**** Passage given ****
# 2jzgte 240sx



## nismosleeper (Jan 16, 2005)

Does anyone know what is involved in putting a 2jzgte engine in a 1991 240sx? I was googleing and found members.shaw.ca/kfgroup/240sx_-_2jz.htm The 2jzgte would be ideal in a 240sx because it is easier to get power out of. This is the only time that I have seen the swap, but I assume it takes a lot of mods, but if I got a clip, I wonder if it's poosible without a torch or heavy mods. Any ideas guys?


----------



## zellx2004 (Sep 30, 2004)

nismosleeper said:


> Does anyone know what is involved in putting a 2jzgte engine in a 1991 240sx? I was googleing and found members.shaw.ca/kfgroup/240sx_-_2jz.htm The 2jzgte would be ideal in a 240sx because it is easier to get power out of. This is the only time that I have seen the swap, but I assume it takes a lot of mods, but if I got a clip, I wonder if it's poosible without a torch or heavy mods. Any ideas guys?



It does take alot of work, and everything has to be custom. The motor mounts are different, and the wiring will take even longer to do. Just send an email to the people that did that swap, and find out how hard it really was. 

now my question is, why do you want to put in a toyota motor? Why not a RB? You do know if you put in an inline six, you won't have any room to work on your engine right? Why not swap a sr, or just turbo your KA?
****
**Challenges:**
• a. In the forum thread about the engine swap, what model year is the 240sx that nismosleeper asks about?
• b. Pick up the forum thread about putting a 2jzgte engine in a 240sx and continue it from its last post.
The lines that come next are separate material, unrelated to the forum thread on the engine swap.
**** Data entries ****
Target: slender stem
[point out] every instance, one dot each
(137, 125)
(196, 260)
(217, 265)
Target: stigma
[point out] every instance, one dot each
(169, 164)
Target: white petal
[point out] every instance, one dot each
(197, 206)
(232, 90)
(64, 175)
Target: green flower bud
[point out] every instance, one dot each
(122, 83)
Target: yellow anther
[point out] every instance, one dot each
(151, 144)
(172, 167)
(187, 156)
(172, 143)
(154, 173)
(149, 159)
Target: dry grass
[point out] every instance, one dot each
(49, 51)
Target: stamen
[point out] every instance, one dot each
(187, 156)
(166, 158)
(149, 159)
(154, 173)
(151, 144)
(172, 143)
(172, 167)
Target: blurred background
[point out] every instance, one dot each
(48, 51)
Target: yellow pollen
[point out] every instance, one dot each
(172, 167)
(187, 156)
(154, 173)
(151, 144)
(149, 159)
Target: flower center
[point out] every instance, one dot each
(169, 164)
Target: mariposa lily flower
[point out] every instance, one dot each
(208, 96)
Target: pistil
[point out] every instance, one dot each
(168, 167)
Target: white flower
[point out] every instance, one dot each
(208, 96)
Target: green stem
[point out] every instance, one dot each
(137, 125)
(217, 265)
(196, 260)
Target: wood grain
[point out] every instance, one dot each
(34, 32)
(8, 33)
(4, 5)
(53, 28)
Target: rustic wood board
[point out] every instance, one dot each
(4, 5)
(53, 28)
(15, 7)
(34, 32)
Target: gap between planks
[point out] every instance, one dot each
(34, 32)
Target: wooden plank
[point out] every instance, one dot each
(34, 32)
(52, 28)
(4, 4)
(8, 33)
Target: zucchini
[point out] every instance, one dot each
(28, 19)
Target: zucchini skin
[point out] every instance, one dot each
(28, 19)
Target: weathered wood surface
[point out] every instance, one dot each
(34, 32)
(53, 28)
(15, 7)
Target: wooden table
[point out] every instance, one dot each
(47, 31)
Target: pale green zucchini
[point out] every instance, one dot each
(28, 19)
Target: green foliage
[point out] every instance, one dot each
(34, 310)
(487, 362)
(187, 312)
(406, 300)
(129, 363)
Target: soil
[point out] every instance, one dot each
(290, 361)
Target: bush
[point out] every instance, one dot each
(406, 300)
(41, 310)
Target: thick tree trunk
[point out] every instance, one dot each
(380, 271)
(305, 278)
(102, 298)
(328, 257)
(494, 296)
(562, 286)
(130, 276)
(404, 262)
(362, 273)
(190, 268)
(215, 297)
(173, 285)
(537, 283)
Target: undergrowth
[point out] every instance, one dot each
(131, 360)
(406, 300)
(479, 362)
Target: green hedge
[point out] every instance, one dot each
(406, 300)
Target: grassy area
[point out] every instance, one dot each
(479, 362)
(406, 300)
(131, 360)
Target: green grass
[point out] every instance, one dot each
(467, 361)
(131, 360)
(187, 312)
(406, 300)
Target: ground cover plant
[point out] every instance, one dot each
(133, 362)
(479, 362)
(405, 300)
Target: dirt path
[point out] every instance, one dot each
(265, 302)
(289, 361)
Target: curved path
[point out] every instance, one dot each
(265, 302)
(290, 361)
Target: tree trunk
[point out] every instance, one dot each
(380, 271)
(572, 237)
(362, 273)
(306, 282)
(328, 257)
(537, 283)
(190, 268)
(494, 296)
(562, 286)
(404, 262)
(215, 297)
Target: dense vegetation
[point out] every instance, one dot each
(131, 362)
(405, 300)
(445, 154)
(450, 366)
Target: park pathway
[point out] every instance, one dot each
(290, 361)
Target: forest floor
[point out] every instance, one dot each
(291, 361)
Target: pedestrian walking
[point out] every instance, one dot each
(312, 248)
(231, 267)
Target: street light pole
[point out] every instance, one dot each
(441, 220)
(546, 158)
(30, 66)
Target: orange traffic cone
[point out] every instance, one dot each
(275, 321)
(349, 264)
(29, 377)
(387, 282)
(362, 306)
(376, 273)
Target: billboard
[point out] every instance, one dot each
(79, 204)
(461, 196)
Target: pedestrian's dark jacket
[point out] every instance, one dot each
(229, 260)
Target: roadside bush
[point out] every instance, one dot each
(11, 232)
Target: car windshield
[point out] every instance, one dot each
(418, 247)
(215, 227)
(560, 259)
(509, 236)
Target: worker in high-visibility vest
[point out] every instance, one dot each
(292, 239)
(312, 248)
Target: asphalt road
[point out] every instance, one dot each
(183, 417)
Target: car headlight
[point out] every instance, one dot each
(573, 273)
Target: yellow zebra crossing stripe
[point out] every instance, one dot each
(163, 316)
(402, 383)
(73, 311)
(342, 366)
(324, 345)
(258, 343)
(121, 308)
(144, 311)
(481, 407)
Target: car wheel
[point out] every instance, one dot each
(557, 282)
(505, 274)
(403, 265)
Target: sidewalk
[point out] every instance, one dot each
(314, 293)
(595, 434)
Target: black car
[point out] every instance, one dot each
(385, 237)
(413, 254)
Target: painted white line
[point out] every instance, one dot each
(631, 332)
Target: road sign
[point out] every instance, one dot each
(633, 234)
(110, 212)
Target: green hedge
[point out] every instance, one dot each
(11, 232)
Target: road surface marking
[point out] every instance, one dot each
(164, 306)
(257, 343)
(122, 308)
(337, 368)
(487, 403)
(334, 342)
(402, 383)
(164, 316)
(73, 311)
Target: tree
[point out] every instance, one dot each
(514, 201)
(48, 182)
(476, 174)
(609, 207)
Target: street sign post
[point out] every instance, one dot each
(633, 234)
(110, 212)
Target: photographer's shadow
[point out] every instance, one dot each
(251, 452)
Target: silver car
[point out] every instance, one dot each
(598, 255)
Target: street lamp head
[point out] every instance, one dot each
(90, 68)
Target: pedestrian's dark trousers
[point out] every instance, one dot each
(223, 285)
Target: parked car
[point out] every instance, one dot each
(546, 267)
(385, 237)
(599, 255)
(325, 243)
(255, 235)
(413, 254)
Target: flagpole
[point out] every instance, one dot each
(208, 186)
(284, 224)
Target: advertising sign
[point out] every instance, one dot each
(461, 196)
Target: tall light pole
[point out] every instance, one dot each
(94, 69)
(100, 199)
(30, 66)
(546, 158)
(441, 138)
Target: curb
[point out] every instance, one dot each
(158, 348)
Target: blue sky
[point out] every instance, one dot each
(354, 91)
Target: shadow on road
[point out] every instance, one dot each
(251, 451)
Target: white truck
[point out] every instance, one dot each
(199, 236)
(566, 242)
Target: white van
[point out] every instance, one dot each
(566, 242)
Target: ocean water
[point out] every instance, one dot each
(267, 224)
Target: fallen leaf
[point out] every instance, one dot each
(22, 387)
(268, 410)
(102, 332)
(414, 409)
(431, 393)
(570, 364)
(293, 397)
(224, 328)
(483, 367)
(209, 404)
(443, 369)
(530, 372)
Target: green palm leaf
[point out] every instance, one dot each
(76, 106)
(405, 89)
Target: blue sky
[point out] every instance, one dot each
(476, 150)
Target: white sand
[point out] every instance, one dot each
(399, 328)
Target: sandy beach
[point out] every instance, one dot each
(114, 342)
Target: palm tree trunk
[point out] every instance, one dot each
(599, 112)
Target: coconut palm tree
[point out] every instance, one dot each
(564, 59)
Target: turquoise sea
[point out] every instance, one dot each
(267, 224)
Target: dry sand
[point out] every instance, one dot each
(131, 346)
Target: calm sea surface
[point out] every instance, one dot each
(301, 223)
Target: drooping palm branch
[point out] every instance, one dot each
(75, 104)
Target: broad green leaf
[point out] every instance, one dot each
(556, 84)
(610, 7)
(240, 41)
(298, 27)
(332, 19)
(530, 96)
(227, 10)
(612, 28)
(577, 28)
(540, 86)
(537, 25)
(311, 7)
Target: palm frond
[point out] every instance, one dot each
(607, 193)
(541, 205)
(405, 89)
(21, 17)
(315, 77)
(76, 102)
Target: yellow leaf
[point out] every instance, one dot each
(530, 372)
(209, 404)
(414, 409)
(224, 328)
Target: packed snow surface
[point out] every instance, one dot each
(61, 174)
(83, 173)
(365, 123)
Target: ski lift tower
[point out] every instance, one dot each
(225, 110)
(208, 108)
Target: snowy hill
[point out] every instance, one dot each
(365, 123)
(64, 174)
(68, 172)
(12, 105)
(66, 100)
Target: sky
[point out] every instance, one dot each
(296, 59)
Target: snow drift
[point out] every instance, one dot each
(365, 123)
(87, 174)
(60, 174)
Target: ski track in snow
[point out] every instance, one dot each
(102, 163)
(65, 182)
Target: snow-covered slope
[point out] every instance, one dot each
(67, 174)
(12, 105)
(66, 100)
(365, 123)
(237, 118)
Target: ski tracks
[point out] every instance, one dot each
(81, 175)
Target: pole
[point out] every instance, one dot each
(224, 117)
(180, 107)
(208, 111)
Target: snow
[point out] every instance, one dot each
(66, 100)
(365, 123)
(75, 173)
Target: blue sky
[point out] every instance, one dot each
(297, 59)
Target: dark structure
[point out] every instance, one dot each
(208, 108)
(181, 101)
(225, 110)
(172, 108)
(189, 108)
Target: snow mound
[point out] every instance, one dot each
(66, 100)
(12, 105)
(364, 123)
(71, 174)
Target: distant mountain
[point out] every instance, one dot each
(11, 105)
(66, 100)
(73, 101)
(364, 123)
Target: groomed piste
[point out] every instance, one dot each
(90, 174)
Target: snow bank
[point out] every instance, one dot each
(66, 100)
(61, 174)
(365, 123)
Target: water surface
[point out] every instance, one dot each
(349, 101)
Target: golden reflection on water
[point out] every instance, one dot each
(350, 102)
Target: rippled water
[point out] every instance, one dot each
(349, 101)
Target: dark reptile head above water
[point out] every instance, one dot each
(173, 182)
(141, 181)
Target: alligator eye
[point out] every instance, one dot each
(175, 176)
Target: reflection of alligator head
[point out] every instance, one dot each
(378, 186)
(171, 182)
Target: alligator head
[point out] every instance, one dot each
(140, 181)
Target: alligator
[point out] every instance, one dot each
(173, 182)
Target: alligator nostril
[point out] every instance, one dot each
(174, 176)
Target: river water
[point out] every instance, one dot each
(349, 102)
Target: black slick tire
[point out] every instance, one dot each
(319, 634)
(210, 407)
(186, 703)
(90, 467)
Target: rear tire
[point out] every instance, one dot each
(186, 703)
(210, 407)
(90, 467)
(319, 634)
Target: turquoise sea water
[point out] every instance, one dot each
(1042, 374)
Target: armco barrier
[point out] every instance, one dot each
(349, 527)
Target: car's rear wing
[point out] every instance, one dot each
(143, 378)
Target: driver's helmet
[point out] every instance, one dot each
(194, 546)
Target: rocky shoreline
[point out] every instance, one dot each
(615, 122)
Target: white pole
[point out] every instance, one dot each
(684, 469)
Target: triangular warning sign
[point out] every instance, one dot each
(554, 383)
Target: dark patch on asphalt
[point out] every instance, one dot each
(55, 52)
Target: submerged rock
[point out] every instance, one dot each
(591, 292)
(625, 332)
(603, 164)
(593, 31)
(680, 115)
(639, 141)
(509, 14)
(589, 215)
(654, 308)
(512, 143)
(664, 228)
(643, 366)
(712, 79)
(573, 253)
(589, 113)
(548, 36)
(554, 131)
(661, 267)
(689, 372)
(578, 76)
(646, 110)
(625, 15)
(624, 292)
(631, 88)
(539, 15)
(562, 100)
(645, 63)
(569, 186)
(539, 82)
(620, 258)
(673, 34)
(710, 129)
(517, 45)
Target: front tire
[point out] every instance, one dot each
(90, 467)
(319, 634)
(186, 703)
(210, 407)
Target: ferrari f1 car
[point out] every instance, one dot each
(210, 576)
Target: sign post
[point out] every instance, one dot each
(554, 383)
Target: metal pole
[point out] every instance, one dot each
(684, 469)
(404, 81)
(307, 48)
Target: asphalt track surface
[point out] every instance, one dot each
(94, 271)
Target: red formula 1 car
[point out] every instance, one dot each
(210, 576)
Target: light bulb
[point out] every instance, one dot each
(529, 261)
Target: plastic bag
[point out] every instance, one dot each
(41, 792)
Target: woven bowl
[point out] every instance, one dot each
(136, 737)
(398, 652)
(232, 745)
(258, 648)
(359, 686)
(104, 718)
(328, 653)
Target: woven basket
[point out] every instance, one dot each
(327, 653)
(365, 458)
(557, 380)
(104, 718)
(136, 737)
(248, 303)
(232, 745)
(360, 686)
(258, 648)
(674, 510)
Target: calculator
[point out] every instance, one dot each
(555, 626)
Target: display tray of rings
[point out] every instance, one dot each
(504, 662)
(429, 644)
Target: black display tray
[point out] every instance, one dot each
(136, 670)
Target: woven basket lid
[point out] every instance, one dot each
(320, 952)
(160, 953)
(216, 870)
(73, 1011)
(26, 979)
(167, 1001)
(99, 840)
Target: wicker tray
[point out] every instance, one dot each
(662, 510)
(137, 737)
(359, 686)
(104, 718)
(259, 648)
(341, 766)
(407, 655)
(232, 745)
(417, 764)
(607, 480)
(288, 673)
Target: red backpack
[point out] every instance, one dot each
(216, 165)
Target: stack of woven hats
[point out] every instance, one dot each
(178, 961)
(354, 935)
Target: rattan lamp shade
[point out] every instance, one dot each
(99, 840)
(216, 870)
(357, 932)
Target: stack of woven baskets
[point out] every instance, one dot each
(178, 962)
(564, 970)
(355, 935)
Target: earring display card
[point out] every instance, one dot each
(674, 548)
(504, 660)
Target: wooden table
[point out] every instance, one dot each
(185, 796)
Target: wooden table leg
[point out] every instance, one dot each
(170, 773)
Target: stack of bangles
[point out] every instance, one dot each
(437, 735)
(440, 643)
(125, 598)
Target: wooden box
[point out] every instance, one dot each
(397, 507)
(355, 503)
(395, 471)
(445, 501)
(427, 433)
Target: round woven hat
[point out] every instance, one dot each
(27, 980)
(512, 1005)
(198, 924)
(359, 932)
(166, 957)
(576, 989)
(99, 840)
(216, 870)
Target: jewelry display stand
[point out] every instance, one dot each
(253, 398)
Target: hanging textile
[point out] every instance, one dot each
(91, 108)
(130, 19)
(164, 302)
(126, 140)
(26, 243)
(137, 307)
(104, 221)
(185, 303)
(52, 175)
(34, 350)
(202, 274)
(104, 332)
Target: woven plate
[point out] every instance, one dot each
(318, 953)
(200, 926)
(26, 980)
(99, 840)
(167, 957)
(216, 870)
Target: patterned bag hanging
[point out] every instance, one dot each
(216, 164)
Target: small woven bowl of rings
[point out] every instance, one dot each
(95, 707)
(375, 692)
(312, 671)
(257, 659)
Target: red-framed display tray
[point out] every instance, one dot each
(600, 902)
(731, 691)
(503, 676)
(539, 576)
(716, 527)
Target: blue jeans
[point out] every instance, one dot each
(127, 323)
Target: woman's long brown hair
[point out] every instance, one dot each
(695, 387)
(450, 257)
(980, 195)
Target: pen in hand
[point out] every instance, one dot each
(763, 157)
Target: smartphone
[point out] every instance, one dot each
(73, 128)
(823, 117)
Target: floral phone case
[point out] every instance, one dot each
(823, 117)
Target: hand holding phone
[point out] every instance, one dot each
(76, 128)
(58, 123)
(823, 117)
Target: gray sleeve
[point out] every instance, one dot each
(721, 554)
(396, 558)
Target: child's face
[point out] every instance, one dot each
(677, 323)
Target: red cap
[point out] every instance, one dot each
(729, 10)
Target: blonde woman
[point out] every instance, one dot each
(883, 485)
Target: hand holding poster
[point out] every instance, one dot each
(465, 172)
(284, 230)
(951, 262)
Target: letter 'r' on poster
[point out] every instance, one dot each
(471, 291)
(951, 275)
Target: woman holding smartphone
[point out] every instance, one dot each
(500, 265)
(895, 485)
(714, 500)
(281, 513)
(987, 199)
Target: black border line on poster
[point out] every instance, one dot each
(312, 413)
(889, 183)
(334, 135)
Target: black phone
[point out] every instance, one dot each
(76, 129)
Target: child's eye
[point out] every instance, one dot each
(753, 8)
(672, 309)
****
**Outputs for the tasks:**
• a. 1991

• b.
----------



## NismoSR (Mar 25, 2005)

....why do that when you can get an RB26DETT in there for almost or less amount of work ? or RB25 ....etc...


----------



## nismosleeper (Jan 16, 2005)

NismoSR said:


> ....why do that when you can get an RB26DETT in there for almost or less amount of work ? or RB25 ....etc...


The power potential, I have done a little research, all of the numbers are potentials on stock internals. The sr20det can do 400 ish, the rb25det can do like 525 or so, and the rb26dett can do like 600. The tt supra engine can do like 800 on stock bottem end, so will be much more reliable when pushing 500 or so daily, also getting parts for the rb26dett can be more costly than getting them for the 2jzgte. So in the long range, it's cheaper, I'm really just looking for a write-up, I've googled it and found a company that does the swap, however it is too pricey, but no write-up so far. I would like to DImyself. I have no KA, a max now, I'm lookin for a shell, and an RB is inline pal. Can an SR20det push tens?


----------



## lyon23 (May 1, 2004)

nismosleeper said:


> The power potential, I have done a little research, all of the numbers are potentials on stock internals. The sr20det can do 400 ish, the rb25det can do like 525 or so, and the rb26dett can do like 600. The tt supra engine can do like 800 on stock bottem end, so will be much more reliable when pushing 500 or so daily, also getting parts for the rb26dett can be more costly than getting them for the 2jzgte. So in the long range, it's cheaper, I'm really just looking for a write-up, I've googled it and found a company that does the swap, however it is too pricey, but no write-up so far. I would like to DImyself. I have no KA, a max now, I'm lookin for a shell, and an RB is inline pal. Can an SR20det push tens?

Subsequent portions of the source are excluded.